*EXERCISE DESCRIPTION*. Transcribe all of the material below word for word and leave out its pictures.

*RECORD EXTRACTS*.
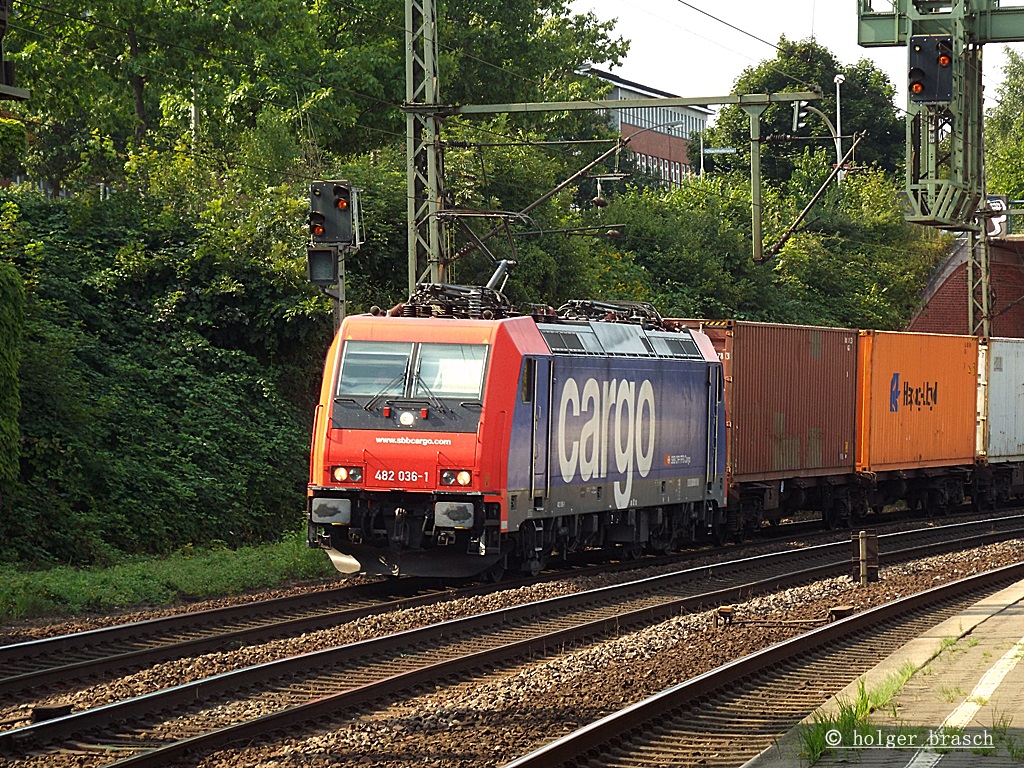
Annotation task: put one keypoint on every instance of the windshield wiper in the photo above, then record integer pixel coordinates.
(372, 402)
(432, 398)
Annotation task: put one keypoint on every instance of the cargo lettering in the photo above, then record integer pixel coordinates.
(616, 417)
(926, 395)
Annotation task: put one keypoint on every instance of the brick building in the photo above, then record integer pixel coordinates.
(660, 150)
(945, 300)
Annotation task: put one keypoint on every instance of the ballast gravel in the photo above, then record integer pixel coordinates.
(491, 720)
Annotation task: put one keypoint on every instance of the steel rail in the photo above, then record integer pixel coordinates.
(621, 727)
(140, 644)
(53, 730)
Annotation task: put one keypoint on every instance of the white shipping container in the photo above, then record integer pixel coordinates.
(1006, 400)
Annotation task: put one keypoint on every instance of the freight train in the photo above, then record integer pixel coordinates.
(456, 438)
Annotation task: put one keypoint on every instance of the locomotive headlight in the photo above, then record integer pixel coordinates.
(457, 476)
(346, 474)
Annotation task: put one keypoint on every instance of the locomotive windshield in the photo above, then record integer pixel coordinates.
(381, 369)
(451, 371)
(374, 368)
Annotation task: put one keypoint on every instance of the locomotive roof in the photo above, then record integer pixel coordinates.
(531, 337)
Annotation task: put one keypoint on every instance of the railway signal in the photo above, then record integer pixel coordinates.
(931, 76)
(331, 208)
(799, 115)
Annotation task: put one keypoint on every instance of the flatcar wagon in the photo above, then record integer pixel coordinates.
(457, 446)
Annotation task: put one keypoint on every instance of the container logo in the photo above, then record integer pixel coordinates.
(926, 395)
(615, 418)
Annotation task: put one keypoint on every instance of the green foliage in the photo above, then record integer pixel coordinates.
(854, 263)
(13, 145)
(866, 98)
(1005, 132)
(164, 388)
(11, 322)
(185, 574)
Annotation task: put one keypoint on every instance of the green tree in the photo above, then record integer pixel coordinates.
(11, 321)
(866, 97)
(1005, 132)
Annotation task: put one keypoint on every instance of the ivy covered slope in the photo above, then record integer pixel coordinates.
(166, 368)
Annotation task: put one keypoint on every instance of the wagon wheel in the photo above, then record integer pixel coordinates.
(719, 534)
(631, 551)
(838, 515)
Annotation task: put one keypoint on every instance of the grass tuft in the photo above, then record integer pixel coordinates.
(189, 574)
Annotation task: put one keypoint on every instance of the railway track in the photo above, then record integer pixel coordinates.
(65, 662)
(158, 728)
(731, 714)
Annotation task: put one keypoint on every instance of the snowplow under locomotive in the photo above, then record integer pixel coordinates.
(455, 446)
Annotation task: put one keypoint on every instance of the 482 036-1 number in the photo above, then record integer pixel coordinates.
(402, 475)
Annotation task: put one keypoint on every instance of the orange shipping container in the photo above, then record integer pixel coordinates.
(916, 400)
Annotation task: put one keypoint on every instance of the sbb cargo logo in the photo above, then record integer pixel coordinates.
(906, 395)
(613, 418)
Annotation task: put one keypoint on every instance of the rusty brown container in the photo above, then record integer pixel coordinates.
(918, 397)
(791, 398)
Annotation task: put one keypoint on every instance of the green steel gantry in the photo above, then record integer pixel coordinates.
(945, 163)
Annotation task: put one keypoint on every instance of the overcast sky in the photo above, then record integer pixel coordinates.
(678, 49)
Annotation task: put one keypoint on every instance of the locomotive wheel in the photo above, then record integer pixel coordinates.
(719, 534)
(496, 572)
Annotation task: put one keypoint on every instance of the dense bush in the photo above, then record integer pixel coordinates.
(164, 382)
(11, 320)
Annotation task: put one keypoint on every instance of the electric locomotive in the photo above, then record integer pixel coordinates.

*TASK ANSWER*.
Annotation task: put one keypoint on every instance of the windshield wiper in the photo above, then record integer pixel coordinates.
(372, 402)
(432, 398)
Annotation task: put one keypoint on every instance of the cargo lettering in the photo above, then record integer pixel coordinates.
(616, 417)
(926, 395)
Annotation task: put one keypoint on every instance of the brick building in the photo above, then record integer pixel coordinates.
(660, 150)
(945, 300)
Annotation task: put one keypoint on every instance of the ballast gravel in the photo above, then record integer pixel coordinates.
(491, 720)
Annotation task: put one keypoint on every instance of the steel rail in the photo above, then record integer pixel coordinates.
(621, 727)
(140, 644)
(53, 730)
Annotation task: put one keypoint on every instance of the white shipping container in the photo above, then record integer pixel coordinates.
(1006, 400)
Annotation task: put one keypoint on every instance of the freight train in the photo above, then record integer pixel coordinates.
(456, 438)
Annotation task: put one keypoint on every instance of the locomotive headlight in the photo above, then record integer pixel coordinates.
(457, 476)
(346, 474)
Annotation task: put one keypoint on every instance of the locomotive windshield in the photo above, then record integer pixel coordinates.
(381, 369)
(451, 371)
(374, 368)
Annotation task: put one keypoint on every instance of the locomotive roof in the photo above, then record integer pixel coordinates.
(531, 337)
Annotation task: put one keypoint on every instance of the railway signal in the photo above, then record integer pixel coordinates.
(931, 76)
(331, 208)
(799, 115)
Annotation task: put one keypoint on every instance of the flatcar wagon in the photo above, then record integer pixel coordinates.
(457, 446)
Annotation task: put one keypoint on every instance of the container logo in the photo above, then record integer pixel coordinates.
(926, 395)
(615, 418)
Annotation task: put one keypoint on every instance of the green foliage in the photo above, then record integer pixel coordinates.
(854, 263)
(13, 145)
(866, 98)
(1005, 132)
(164, 388)
(11, 322)
(185, 574)
Annotation task: put one keypoint on every instance of the green tree in the photo above, then record integer pixel coordinates.
(11, 321)
(866, 97)
(1005, 132)
Annotation task: put one keypoint on every instance of the ivy covered slope in the photo above, then record integer pixel coordinates.
(166, 368)
Annotation task: put one keypoint on every instance of the wagon wheel in the photo above, then record integer pixel coordinates.
(719, 534)
(631, 551)
(838, 515)
Annotation task: put one keypoint on every instance of the grass tuft in the photo above, then record integer pixel coordinates.
(189, 574)
Annotation task: put one keypoint on every instance of the railway track in the photo above, then record integer pixel coordinates.
(65, 662)
(158, 728)
(731, 714)
Annotation task: put one keypoint on every instance of the snowplow under locomotive in the photo above, then record integer pixel coordinates.
(455, 446)
Annotation task: put one keypoint on every instance of the 482 036-1 number in the photo above, then record integer pixel coordinates.
(402, 475)
Annotation task: put one keypoint on every instance of the orange shipping container in the photo above, then record integer pixel coordinates.
(916, 400)
Annotation task: put one keypoint on every instance of the sbb cargo logo in the photo above, then record integer pixel coordinates.
(906, 395)
(613, 418)
Annotation task: put one keypoint on every instance of the rusty brown container in the photo above, then record integer pixel coordinates.
(918, 397)
(791, 398)
Annotation task: put one keypoint on every instance of the green steel gantry in the photo above, then record integer pixel coordinates.
(945, 163)
Annotation task: put one keypoint on every instance of the overcast sky in the photo above, then record integer pixel coordinates.
(678, 49)
Annotation task: put one keypoint on every instance of the locomotive wheel in the photo above, then record integer pixel coordinates.
(719, 534)
(496, 572)
Annotation task: put one keypoint on every instance of the dense bush in the photo above, then record integer pixel coordinates.
(164, 382)
(11, 320)
Annotation task: put one keypoint on every instance of the electric locomotive in the photo above, then record integer pixel coordinates.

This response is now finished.